↓↓↓

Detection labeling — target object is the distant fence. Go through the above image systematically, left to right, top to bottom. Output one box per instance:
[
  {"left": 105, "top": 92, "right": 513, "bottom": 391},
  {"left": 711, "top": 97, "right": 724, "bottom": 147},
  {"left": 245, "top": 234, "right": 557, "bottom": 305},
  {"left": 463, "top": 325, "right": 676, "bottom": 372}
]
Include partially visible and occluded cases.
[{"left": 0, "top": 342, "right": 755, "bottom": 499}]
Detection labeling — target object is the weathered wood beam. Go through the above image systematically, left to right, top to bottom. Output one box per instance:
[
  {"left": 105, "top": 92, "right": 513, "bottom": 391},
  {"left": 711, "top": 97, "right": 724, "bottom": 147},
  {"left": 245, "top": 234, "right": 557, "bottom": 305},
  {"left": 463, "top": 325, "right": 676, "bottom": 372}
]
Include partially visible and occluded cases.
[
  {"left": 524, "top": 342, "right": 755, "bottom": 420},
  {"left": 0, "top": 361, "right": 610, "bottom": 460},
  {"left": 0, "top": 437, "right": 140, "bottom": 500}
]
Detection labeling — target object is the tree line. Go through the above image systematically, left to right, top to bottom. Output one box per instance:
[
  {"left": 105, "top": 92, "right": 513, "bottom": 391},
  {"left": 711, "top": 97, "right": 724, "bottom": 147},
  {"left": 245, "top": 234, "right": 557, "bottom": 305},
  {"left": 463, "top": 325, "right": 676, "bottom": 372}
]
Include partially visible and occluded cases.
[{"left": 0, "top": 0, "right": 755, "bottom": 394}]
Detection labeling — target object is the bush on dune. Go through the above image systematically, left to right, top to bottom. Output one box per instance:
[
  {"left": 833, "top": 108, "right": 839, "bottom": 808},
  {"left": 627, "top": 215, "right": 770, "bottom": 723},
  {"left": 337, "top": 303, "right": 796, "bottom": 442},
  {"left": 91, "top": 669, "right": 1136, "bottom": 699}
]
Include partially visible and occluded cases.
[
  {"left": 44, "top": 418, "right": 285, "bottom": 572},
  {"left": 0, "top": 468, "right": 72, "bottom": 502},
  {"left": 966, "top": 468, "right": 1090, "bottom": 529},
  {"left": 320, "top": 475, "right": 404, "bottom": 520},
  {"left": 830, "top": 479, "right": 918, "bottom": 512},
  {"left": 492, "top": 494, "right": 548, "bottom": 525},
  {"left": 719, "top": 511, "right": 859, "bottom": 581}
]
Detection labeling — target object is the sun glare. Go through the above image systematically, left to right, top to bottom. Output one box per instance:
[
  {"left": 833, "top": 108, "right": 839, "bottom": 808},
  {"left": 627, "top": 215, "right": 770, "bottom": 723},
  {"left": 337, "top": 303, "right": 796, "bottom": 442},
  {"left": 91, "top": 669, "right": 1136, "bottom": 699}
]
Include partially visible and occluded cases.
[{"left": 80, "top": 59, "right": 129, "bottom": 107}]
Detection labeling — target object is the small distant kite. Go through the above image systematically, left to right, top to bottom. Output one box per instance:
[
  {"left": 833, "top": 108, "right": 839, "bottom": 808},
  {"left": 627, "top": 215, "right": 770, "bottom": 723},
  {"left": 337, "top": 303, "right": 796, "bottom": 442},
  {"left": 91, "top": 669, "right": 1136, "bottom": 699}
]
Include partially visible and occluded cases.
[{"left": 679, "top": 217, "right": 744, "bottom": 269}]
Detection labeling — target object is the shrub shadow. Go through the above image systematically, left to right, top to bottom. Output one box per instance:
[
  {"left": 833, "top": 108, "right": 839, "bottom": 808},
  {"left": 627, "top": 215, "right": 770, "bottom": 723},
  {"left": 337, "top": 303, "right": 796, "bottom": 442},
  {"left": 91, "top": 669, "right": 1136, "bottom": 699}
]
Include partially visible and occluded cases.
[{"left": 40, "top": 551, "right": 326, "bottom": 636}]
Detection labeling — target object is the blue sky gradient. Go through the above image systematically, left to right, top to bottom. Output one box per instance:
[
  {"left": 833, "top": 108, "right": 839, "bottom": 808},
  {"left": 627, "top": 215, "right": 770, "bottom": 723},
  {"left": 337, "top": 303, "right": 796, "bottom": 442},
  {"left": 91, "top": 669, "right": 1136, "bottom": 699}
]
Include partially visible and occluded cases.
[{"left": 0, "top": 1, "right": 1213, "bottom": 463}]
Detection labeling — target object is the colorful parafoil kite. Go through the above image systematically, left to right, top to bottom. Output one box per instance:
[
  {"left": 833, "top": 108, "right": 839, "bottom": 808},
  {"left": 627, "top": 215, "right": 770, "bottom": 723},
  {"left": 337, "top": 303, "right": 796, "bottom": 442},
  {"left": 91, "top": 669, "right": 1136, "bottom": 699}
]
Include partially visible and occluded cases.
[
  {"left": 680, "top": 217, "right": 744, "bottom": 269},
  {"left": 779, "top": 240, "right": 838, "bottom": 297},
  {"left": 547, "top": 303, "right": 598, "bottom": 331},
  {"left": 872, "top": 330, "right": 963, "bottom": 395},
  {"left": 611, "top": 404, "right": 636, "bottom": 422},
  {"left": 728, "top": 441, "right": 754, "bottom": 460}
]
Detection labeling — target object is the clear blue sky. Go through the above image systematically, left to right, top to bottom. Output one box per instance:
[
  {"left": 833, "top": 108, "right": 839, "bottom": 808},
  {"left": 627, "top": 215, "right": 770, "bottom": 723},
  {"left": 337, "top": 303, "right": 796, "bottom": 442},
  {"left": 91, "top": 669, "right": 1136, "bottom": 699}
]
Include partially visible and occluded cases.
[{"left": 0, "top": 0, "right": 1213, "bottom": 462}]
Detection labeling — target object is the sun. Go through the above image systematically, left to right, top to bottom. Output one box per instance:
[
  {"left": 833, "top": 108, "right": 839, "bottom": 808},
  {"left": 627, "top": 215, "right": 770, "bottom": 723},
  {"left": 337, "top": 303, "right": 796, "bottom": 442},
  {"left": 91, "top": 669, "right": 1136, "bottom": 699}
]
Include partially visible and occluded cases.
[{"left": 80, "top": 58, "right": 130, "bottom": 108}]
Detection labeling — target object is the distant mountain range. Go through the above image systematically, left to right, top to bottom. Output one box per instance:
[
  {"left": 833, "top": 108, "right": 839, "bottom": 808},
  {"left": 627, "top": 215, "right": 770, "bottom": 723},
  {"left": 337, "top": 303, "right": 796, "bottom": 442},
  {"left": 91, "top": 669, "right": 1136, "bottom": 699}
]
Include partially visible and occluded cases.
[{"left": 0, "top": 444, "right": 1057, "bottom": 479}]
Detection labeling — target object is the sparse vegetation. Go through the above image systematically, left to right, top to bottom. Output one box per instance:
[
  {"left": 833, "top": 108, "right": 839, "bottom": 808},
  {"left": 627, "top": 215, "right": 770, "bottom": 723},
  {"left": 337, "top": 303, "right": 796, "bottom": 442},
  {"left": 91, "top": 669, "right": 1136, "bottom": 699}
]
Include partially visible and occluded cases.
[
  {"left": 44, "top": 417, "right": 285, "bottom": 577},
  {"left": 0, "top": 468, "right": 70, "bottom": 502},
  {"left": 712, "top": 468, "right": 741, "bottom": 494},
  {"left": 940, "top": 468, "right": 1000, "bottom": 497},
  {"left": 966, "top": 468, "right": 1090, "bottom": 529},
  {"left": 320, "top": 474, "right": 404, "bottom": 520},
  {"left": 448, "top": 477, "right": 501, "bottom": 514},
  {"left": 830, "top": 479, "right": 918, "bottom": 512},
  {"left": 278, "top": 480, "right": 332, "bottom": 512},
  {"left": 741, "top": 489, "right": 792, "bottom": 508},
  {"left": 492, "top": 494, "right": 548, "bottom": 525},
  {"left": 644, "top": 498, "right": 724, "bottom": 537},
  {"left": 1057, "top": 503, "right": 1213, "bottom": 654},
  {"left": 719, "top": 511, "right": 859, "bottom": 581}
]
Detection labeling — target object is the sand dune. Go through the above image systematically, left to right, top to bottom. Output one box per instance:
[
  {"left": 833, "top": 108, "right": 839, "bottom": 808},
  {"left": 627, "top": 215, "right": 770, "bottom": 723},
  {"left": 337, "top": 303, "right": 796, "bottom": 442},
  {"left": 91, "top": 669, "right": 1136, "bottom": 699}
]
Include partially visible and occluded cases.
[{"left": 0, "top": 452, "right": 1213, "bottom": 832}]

↑↑↑

[Work to do]:
Return, in full, each line of the listing above that contains the word "blue".

[Full solution]:
Detection labeling — target object is the blue sky gradient. Go through the above image systematically, left to right, top to bottom. Output one box per instance:
Detection labeling — target object is the clear blue sky. Go through the above image systematically, left to right, top to bottom. Output one box per instance:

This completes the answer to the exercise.